Tâche à réaliser A » Selon l’article sur Zineb Redouane, à quelle date la grenade l’a-t-elle atteinte au visage ?

Passage du texte »
Vie et mort de « Mama Zina », l’octogénaire atteinte par une grenade lacrymogène à Marseille

lundi 5 août 2019.
 

Zineb Redouane se trouvait à la fenêtre de son appartement, le 2 décembre 2018, quand une grenade tirée par la police lors d’une manifestation de « gilets jaunes » l’a atteinte au visage. Sa famille exige la « vérité ».

Le vide ne s’apprivoise pas. Six mois ont passé depuis le décès de sa mère, et Milfet Redouane souffre toujours autant de son absence. « Je suis morte avec maman », confie cette quadragénaire d’une voix à peine audible. Ne lui restent que les nombreux souvenirs, et aussi les photos vintage accrochées aux murs de la maison familiale de Birkhadem, quartier résidentiel d’Alger. Des clichés qui viennent rappeler « combien Zineb était belle avec ses longs cheveux noirs », sourit Khadija, 49 ans, une amie de la famille.

Du salon au jardin, tout ramène ici à « Mama Zina » : son perroquet, sa tortue, ses roses, son chat, sans oublier le sapin, qu’elle avait elle-même planté il y a des dizaines d’années… Sa mère était tout pour Milfet, elle lui a voué son existence au point de mettre sa vie de femme entre parenthèses. « Nous étions fusionnelles », souffle-t-elle.

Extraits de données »
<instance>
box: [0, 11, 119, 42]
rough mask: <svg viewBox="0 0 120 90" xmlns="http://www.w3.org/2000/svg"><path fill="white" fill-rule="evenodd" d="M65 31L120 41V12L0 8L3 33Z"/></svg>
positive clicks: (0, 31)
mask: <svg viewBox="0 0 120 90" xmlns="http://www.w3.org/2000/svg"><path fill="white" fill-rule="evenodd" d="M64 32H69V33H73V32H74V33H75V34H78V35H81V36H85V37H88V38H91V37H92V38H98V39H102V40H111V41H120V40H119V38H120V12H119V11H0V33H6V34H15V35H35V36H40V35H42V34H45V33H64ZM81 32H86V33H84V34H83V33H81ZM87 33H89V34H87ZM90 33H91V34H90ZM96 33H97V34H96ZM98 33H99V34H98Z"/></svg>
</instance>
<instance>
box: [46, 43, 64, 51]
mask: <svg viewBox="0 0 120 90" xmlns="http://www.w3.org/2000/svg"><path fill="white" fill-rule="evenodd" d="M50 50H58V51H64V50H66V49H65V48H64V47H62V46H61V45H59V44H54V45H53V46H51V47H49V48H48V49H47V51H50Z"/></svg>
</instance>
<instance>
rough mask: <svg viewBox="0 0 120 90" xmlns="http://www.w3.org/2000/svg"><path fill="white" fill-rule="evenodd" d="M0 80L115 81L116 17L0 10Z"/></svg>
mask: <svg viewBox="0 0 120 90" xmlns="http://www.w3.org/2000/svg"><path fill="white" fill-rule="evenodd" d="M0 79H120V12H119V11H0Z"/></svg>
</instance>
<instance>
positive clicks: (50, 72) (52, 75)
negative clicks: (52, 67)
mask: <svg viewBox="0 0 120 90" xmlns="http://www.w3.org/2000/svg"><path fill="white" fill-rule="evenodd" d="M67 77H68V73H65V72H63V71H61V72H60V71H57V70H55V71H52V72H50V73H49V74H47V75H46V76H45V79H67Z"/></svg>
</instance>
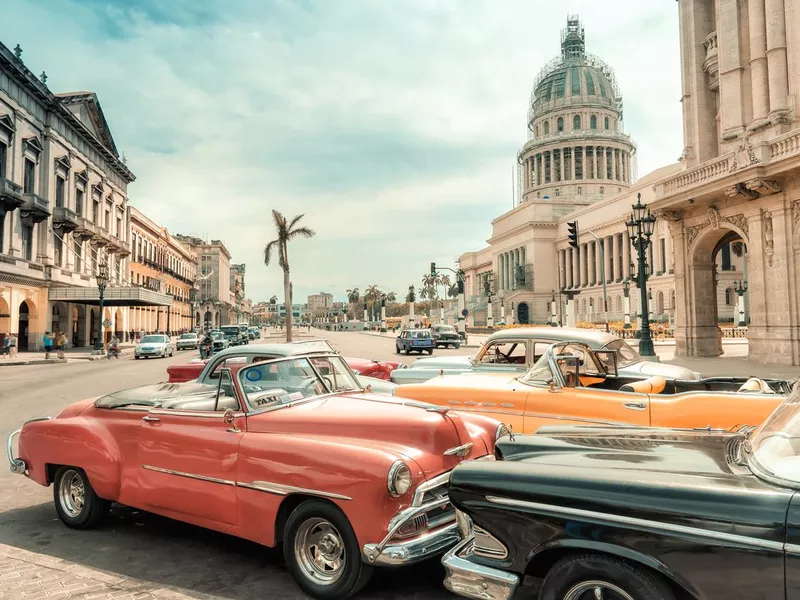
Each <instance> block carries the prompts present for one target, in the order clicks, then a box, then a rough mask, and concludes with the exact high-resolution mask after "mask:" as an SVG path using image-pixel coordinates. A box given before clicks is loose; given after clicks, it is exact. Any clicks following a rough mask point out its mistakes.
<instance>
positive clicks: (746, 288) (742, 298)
mask: <svg viewBox="0 0 800 600" xmlns="http://www.w3.org/2000/svg"><path fill="white" fill-rule="evenodd" d="M733 291H734V292H736V295H737V296H738V298H737V299H736V312H737V313H739V322H738V323H737V327H746V326H747V322H746V321H745V320H744V293H745V292H746V291H747V281H746V280H742V281H734V282H733Z"/></svg>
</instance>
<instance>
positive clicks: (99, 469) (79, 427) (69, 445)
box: [19, 416, 121, 500]
mask: <svg viewBox="0 0 800 600" xmlns="http://www.w3.org/2000/svg"><path fill="white" fill-rule="evenodd" d="M19 456H20V458H21V459H22V460H24V461H25V464H26V465H27V466H28V472H29V477H30V478H31V479H32V480H34V481H35V482H36V483H39V484H40V485H44V486H47V485H49V484H50V483H52V482H51V481H50V479H49V473H48V469H47V465H69V466H72V467H80V468H81V469H83V470H84V471H86V474H87V475H88V477H89V481H90V482H91V483H92V487H93V488H94V490H95V491H96V492H97V494H98V495H99V496H100V497H101V498H104V499H106V500H117V499H118V498H119V491H120V480H121V455H120V450H119V446H118V445H117V442H116V440H115V439H114V437H113V436H112V435H111V432H110V431H109V430H108V429H106V428H105V427H104V426H103V425H102V424H101V423H99V422H98V420H97V419H92V418H85V417H80V416H78V417H68V418H56V419H52V420H50V421H38V422H36V423H29V424H28V425H26V426H25V427H23V428H22V432H21V433H20V437H19Z"/></svg>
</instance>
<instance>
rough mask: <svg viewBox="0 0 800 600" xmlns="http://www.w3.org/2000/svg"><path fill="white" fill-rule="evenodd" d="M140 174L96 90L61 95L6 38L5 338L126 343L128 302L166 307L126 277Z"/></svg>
mask: <svg viewBox="0 0 800 600" xmlns="http://www.w3.org/2000/svg"><path fill="white" fill-rule="evenodd" d="M133 180H134V176H133V173H131V171H130V170H129V169H128V167H127V166H126V165H125V163H124V161H123V160H121V159H120V157H119V153H118V151H117V148H116V145H115V143H114V139H113V137H112V135H111V131H110V129H109V127H108V123H107V122H106V119H105V116H104V114H103V111H102V108H101V107H100V103H99V101H98V99H97V96H96V95H95V94H93V93H91V92H76V93H69V94H54V93H53V92H52V91H50V89H49V88H48V87H47V84H46V75H44V74H42V75H41V76H40V77H36V76H35V75H34V74H33V73H32V72H31V71H30V70H29V69H28V68H27V67H26V66H25V64H24V62H23V60H22V49H21V48H20V47H19V46H17V47H16V48H15V49H14V50H13V51H12V50H10V49H8V48H7V47H6V46H4V45H3V44H0V335H4V334H7V333H9V332H13V333H15V334H17V336H18V338H19V347H20V349H21V350H22V351H25V350H34V349H38V348H41V347H42V336H43V334H44V333H45V332H46V331H48V330H50V331H62V332H64V333H66V334H67V338H68V340H69V342H70V345H74V346H89V345H91V344H93V343H94V342H95V340H97V338H98V337H101V338H102V339H103V340H108V339H109V338H110V337H111V335H117V337H119V338H121V339H125V338H126V337H127V335H126V333H125V332H127V331H128V307H129V306H135V305H142V306H156V305H160V304H163V303H166V301H167V299H166V298H165V297H164V296H163V295H161V294H157V293H151V292H149V291H146V290H140V289H138V288H135V287H134V286H131V284H130V280H129V277H128V266H127V262H128V257H129V255H130V249H129V242H130V239H129V234H128V232H129V218H130V217H129V211H128V191H127V188H128V184H129V183H131V182H132V181H133ZM101 272H102V273H107V274H108V288H107V289H106V294H105V298H106V301H105V308H104V311H103V315H102V319H101V315H100V314H99V296H100V293H99V290H98V287H97V283H98V281H97V275H98V274H99V273H101ZM101 323H102V325H101ZM100 327H102V329H103V334H102V335H100V334H99V333H98V332H99V328H100Z"/></svg>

Tâche à réaliser B » Sélectionnez chaque ligne des entrées ci-dessus qui contient la chaîne « positive ». La casse compte.

Réponse attendue A » Le 2 décembre 2018.

Réponse attendue B »
positive clicks: (0, 31)
positive clicks: (50, 72) (52, 75)
positive clicks: (746, 288) (742, 298)
positive clicks: (99, 469) (79, 427) (69, 445)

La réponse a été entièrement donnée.